**Try it**
Word for word, copy the data that follows and skip its pictures.

**Material for this exercise**
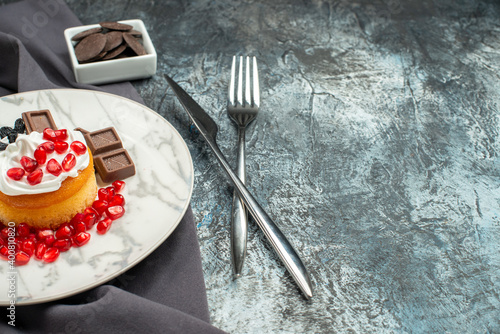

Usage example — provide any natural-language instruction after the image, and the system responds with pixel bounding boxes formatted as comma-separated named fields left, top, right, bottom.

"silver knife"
left=165, top=74, right=313, bottom=299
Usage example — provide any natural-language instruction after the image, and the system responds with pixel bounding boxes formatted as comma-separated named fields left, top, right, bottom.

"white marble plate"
left=0, top=89, right=193, bottom=305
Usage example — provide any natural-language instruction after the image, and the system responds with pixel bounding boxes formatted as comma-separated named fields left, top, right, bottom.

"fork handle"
left=204, top=136, right=313, bottom=299
left=231, top=127, right=248, bottom=276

**Expected answer**
Usage example — provide any natural-language instruction after the image, and the system responds with pixel bounding boxes formatted as comma-separated named fields left, top, right, bottom.

"silver knife"
left=165, top=74, right=313, bottom=299
Usage example — provide any natural-language instruction after the image, and the system responds with pixel bounding boxes formatted as comma-separated named fields left, top, right, bottom.

"white marble plate"
left=0, top=89, right=193, bottom=305
Usage example — provide any natural-language instruction after the image, and the system responds with pixel bounding boxes formatted as comma-separated named fields left, top, right, bottom.

"fork handle"
left=204, top=136, right=313, bottom=299
left=231, top=127, right=248, bottom=276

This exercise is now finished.